DATA FOR THIS TASK =
*** Block opens ***

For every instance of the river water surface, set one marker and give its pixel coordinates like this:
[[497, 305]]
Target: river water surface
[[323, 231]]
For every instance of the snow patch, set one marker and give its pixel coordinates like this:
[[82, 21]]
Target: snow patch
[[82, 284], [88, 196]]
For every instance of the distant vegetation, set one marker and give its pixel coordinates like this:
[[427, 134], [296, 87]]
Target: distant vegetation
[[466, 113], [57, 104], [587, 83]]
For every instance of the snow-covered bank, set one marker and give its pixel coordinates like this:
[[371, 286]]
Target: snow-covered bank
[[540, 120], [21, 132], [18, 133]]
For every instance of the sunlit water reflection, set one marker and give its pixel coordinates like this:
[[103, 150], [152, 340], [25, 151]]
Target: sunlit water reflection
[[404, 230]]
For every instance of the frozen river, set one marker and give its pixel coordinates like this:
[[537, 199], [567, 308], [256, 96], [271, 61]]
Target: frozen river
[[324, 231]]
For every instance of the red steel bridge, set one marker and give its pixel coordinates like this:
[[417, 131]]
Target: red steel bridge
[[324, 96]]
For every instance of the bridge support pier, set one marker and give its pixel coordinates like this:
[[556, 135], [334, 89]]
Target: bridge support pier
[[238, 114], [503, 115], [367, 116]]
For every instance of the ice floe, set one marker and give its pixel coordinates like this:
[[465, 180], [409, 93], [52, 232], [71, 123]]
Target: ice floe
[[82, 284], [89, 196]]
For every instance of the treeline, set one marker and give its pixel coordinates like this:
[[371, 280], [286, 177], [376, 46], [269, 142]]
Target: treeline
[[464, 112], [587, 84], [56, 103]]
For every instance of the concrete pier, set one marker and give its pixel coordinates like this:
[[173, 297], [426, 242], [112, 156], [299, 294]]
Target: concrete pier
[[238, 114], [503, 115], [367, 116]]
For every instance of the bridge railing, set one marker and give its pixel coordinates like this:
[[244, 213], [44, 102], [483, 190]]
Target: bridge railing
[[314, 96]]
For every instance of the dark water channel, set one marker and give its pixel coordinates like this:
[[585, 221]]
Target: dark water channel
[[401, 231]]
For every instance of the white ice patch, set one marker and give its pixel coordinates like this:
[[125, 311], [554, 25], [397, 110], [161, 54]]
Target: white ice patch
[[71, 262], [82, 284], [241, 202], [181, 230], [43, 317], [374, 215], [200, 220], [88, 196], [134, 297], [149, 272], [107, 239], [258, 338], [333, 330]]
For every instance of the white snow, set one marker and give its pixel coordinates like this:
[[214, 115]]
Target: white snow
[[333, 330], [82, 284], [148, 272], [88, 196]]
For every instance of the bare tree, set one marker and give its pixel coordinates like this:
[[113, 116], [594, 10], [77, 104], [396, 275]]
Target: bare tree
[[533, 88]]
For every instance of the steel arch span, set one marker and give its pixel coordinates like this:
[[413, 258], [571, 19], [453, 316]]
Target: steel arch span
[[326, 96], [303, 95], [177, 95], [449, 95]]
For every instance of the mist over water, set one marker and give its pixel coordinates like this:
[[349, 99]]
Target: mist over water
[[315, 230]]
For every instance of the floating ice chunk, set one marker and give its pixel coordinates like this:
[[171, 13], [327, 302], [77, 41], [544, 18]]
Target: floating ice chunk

*** Block closes ***

PROBLEM STATEMENT = Only one stretch of the entries above is wanted: the lines from the one containing "Target: bare tree" through the one containing "For every instance of the floating". Please reproduce it exactly.

SOLUTION TO THIS TASK =
Target: bare tree
[[533, 88]]
For every instance of the steel arch span, set one marker and give its pixel coordinates like this:
[[413, 258], [571, 19], [453, 316]]
Target: steel arch span
[[326, 96], [303, 95], [177, 95], [449, 95]]
For every instance of the mist over water, set one marker and give its pixel coordinates like this:
[[349, 99]]
Target: mist over water
[[315, 230]]
For every instance of the floating ice chunk, set one marker and give its pixel coordinates like this:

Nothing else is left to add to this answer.